**Supplied data:**
"""
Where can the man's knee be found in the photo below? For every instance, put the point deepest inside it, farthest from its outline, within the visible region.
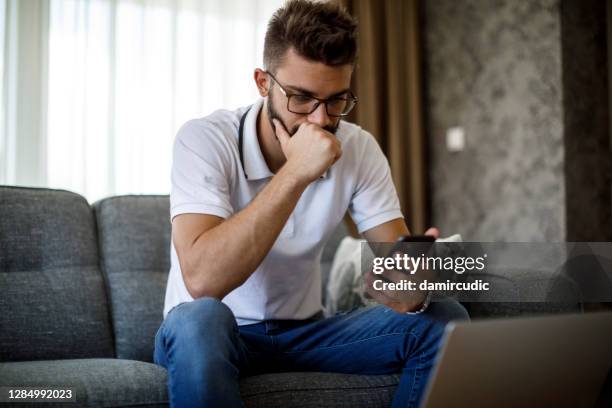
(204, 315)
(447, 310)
"""
"""
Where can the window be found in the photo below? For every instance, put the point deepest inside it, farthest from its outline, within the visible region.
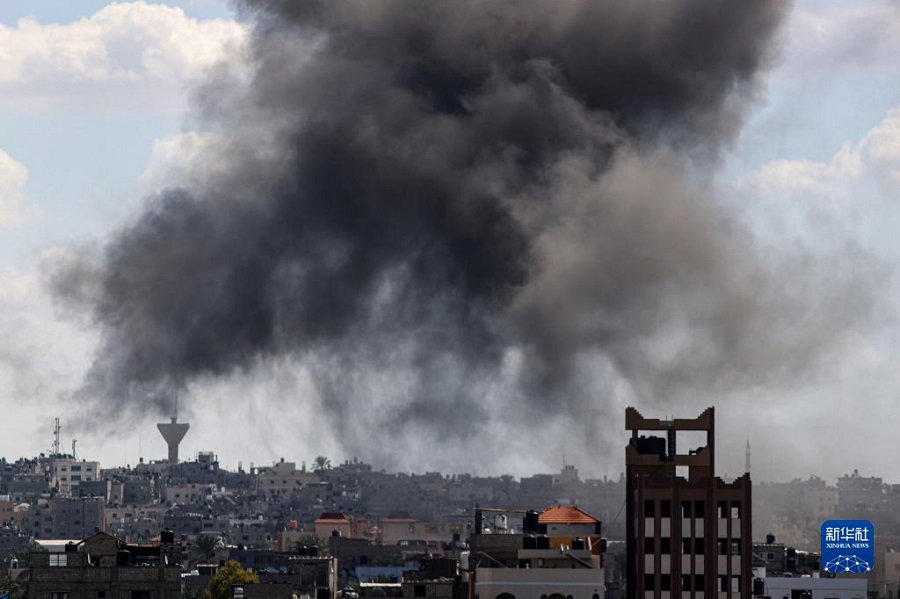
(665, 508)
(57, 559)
"""
"""
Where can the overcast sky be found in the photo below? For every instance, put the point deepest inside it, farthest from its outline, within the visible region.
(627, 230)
"""
**Exercise requirements:**
Which lines of the entries contain the string "outline", with case counting? Show each one in full.

**Result for this task:**
Where can the man's knee be found in the photo below? For every instance, put the point deepest inside it, farthest from its outline, within the visible region.
Where can the window be found in the photo below? For every instance, put the point deepest inside it, farthest from its outline, within the visible region.
Where can the overcast sky be found in the photo below? For every instance, put the point deepest inside it, farthest from its outline, within the visible region.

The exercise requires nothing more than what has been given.